• [Task data]

_ _ _

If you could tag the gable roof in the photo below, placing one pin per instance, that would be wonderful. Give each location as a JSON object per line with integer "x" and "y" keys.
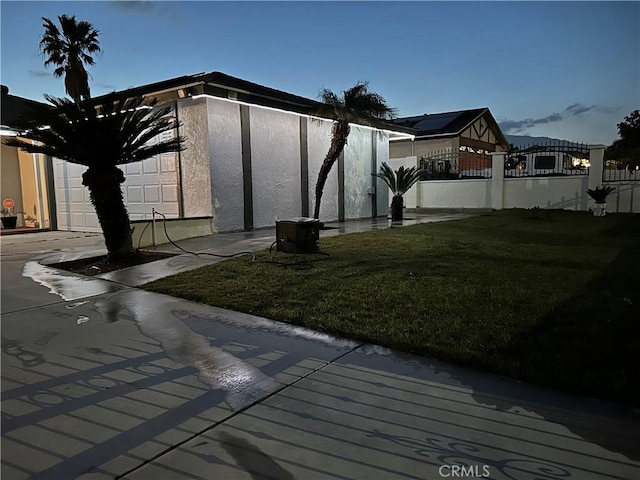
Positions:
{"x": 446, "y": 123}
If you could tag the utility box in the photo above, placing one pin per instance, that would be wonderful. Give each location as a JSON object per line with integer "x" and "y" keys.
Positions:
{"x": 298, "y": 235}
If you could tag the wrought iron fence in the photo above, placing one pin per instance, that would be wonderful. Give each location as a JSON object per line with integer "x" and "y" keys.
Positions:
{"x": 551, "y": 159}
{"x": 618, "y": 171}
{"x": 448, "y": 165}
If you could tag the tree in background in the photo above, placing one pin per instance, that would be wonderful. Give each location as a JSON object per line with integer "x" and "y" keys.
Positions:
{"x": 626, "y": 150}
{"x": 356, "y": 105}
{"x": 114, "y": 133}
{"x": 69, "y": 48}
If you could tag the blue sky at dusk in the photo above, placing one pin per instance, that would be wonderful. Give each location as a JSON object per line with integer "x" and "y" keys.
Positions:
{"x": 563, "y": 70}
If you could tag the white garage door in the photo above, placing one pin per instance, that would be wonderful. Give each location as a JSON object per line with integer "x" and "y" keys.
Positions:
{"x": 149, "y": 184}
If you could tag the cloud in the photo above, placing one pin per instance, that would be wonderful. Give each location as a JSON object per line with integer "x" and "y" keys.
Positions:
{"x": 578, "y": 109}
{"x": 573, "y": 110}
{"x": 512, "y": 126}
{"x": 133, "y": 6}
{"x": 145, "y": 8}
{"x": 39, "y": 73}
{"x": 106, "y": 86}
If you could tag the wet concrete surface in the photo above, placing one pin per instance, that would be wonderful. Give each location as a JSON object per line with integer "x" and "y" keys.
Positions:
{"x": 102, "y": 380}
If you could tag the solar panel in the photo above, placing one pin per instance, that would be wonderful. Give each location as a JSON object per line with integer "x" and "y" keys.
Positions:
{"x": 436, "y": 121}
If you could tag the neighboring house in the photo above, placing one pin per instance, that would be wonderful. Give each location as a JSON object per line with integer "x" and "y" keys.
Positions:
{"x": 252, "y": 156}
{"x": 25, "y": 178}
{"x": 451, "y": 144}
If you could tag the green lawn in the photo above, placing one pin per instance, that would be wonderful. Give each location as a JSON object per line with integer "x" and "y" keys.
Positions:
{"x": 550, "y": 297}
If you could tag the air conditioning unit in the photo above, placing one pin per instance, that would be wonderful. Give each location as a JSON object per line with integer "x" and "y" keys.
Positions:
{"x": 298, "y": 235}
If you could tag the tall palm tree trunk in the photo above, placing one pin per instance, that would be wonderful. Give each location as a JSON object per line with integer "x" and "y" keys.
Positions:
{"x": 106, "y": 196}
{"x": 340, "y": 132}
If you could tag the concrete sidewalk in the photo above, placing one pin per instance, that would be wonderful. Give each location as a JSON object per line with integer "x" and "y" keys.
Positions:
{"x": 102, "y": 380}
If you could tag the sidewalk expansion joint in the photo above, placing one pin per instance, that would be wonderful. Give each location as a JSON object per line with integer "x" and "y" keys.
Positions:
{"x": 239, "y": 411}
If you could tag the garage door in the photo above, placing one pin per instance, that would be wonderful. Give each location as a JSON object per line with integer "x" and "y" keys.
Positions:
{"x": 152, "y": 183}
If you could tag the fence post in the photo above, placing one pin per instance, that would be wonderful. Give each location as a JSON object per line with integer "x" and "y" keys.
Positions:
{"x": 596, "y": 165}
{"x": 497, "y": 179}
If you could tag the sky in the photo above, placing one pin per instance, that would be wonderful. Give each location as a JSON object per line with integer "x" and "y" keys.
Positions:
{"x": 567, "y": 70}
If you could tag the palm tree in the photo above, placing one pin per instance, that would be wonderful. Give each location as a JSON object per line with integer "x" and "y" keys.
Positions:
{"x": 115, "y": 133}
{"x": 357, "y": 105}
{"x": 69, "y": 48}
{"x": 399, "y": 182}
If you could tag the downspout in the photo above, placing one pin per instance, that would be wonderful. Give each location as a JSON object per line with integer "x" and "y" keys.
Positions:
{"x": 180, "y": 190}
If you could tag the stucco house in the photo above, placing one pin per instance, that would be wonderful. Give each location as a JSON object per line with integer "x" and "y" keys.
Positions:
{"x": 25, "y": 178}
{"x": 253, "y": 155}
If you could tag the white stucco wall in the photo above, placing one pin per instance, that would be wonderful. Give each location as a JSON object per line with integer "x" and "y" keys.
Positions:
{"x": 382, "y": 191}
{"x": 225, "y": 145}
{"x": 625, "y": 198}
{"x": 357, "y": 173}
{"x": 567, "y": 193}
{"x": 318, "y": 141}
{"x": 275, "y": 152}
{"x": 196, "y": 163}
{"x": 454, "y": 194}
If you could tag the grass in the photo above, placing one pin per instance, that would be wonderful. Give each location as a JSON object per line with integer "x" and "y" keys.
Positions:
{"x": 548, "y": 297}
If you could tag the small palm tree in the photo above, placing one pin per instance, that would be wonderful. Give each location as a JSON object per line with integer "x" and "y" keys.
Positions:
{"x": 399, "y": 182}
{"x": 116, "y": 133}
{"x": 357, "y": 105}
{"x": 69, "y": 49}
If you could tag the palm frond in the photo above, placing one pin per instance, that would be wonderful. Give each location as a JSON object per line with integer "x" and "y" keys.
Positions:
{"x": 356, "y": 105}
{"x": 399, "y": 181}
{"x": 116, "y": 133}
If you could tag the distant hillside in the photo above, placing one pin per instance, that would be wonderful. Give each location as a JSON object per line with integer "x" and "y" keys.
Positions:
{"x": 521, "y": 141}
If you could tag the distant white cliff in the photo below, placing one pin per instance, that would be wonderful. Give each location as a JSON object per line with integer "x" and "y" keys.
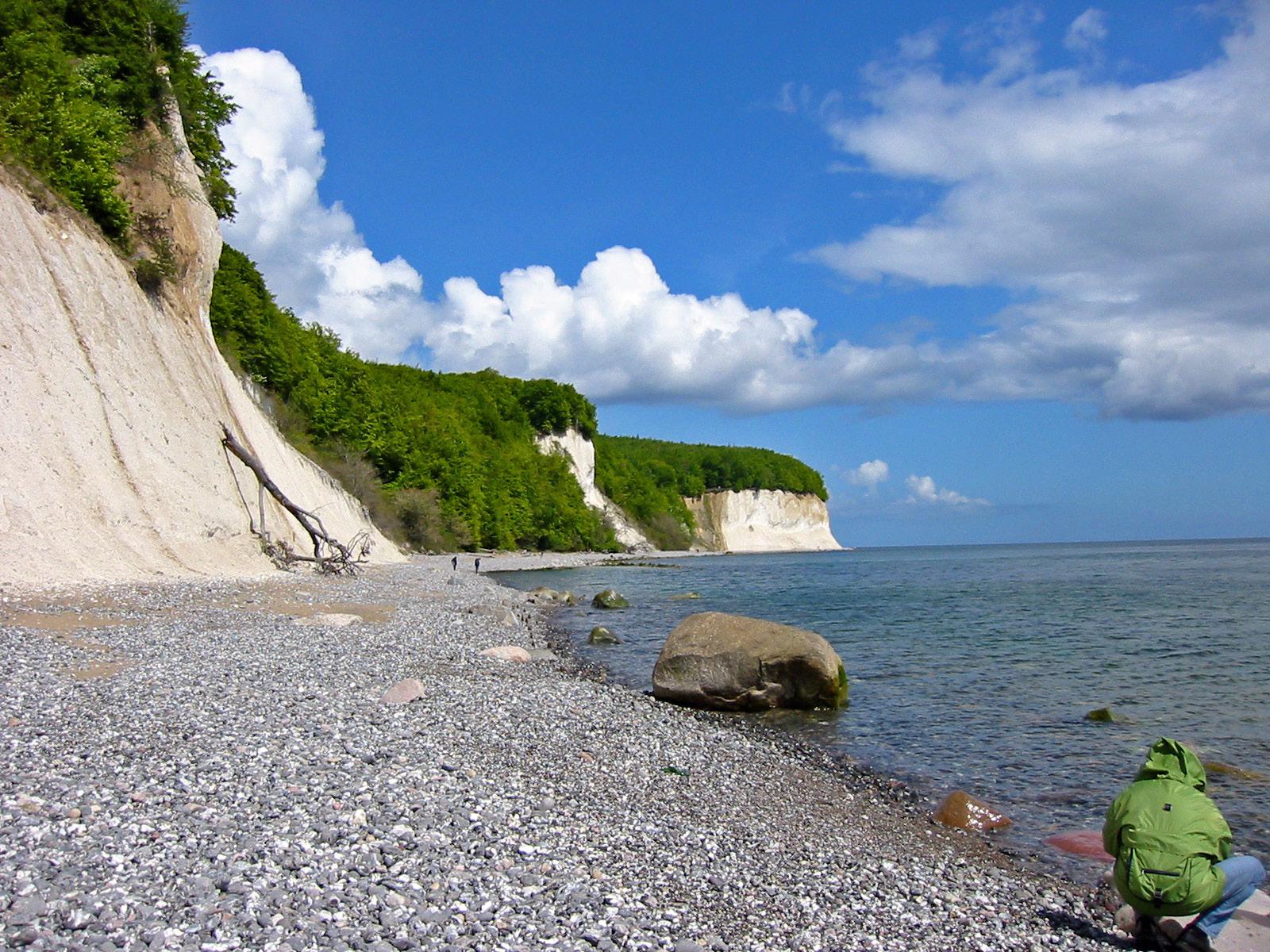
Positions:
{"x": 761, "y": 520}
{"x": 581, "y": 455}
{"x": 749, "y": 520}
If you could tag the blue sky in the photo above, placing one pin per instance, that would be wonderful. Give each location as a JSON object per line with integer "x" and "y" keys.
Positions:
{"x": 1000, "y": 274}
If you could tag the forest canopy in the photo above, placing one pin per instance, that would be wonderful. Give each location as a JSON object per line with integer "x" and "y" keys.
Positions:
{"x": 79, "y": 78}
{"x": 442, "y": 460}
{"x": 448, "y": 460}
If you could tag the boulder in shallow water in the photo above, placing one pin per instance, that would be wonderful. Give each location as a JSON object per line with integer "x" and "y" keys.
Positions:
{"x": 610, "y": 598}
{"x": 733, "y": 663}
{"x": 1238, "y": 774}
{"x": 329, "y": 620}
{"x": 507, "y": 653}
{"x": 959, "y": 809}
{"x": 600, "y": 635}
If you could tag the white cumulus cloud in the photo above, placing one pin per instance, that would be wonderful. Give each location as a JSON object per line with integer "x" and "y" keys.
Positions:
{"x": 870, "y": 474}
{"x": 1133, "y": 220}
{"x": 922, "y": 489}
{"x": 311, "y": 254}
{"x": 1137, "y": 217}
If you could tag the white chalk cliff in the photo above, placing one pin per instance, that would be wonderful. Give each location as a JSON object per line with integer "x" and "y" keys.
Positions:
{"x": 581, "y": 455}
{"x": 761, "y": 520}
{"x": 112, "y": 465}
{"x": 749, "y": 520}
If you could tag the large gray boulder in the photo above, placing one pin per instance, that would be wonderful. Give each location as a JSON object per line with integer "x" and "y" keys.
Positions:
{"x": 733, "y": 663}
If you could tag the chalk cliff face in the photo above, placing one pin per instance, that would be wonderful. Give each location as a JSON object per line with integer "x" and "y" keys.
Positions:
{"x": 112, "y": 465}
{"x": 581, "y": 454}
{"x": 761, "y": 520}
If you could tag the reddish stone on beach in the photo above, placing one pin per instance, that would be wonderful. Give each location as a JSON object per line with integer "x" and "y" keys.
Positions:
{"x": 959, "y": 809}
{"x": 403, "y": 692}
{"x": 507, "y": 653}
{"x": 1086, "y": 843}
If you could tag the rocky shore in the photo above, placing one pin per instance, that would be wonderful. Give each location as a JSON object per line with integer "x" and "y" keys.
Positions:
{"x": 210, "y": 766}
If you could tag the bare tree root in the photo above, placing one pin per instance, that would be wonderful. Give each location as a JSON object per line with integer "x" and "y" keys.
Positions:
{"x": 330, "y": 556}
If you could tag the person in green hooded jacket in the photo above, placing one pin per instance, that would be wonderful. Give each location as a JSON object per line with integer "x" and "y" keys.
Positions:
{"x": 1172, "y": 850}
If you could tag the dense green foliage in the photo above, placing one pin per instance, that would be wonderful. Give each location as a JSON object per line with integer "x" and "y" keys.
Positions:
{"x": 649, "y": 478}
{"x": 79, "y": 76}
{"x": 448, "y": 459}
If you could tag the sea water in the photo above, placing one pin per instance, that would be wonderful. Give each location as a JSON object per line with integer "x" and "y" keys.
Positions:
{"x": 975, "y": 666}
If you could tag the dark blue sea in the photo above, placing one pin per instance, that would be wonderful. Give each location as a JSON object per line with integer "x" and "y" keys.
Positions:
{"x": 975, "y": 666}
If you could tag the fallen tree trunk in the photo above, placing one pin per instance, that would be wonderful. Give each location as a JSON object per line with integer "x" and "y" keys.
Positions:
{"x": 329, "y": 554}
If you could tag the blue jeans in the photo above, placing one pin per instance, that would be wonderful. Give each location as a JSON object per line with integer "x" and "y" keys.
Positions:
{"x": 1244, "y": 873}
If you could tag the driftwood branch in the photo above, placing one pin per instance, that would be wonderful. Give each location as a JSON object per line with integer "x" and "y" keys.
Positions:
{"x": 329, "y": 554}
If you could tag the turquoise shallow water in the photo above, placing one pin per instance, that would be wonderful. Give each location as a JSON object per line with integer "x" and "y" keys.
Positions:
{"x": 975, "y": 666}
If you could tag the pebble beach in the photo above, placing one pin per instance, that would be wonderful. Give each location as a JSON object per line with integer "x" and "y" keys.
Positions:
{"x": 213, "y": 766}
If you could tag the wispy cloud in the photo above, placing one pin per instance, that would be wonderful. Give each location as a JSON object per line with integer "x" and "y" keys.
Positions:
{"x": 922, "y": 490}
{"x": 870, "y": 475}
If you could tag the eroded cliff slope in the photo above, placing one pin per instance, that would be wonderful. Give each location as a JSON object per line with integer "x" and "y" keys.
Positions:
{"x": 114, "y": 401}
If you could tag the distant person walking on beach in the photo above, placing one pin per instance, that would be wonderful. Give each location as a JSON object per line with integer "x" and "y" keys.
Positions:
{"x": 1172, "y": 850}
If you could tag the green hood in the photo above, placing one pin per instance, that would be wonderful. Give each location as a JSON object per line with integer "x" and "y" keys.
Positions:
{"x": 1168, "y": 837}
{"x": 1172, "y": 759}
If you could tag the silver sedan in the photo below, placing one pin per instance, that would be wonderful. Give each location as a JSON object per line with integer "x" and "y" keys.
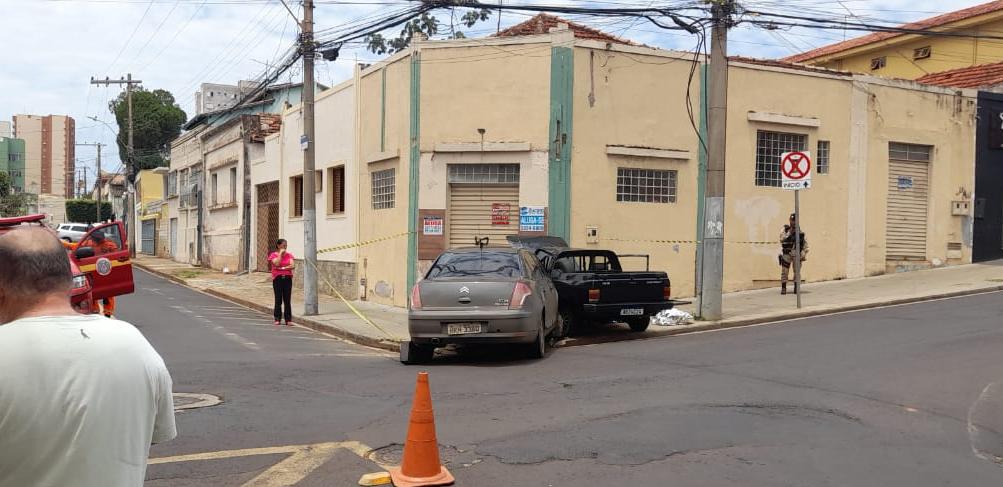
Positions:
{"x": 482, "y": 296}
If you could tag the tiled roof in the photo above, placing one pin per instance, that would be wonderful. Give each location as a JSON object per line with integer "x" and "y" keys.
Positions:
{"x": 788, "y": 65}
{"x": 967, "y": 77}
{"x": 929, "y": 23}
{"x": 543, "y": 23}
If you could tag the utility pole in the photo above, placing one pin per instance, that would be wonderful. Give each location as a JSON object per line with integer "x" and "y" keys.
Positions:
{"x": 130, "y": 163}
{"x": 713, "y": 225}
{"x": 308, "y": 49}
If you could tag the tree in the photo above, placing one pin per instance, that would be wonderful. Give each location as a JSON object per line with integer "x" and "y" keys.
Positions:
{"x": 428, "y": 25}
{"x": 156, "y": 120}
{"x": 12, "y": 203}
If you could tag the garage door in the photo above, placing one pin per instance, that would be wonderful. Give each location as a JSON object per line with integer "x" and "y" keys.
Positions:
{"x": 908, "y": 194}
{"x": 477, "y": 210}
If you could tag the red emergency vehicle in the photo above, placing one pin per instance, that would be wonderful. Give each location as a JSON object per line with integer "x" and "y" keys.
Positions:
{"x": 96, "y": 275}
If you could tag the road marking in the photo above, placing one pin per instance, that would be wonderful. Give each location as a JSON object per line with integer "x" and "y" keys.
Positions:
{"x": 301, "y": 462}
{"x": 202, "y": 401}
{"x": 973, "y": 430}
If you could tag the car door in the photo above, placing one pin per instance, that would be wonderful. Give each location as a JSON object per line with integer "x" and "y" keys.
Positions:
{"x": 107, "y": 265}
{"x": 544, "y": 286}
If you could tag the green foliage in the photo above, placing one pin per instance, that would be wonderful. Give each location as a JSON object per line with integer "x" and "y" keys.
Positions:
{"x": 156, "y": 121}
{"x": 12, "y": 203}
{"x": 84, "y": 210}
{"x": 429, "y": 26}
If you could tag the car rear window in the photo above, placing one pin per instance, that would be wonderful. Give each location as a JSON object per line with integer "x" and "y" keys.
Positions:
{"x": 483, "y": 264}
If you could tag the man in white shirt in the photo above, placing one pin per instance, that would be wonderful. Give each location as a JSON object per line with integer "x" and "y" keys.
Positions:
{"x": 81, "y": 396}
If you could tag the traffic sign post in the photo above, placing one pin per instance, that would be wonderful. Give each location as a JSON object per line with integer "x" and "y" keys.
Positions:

_ _ _

Your task is to output exactly the lines running from the one with "If you could tag the road" through the final line of the material above, with both ends included.

If you could tag the road marking in the photo above, placing one pin per instance, that would be wonderful. Give each location as a JSON object per line with integer "x" and "y" keys.
Positions:
{"x": 301, "y": 462}
{"x": 202, "y": 401}
{"x": 973, "y": 430}
If you could tag the car door in the photo above, placing one pin per instance, that would be wonderful. Give each location as a JSON object per line with integer "x" and "y" keys.
Positions:
{"x": 107, "y": 265}
{"x": 544, "y": 286}
If you could tag the green foliage in the photo above, placing one pin per instance, that would be wonderful. Give each location as a JSON object per line with integer "x" and "y" keys.
Positions:
{"x": 156, "y": 121}
{"x": 12, "y": 203}
{"x": 84, "y": 210}
{"x": 429, "y": 26}
If you could tag the car rear window in the photo above, placing one pin per instance, that would be wonderful. Give each location as a JSON object per line with integer "x" and "y" keys.
Positions:
{"x": 483, "y": 264}
If you could tag the man in white shirt in the photo above, placing one pin per instance, that would be wonderful. Give each location as a JSON object per line with integer "x" and "y" keys.
Positions:
{"x": 81, "y": 396}
If you could tag the traffic sign post in the photo above, placing one pin per instance, that would be wonderful. Give each location as a JSON object per line with integer "x" and "y" keys.
Positions:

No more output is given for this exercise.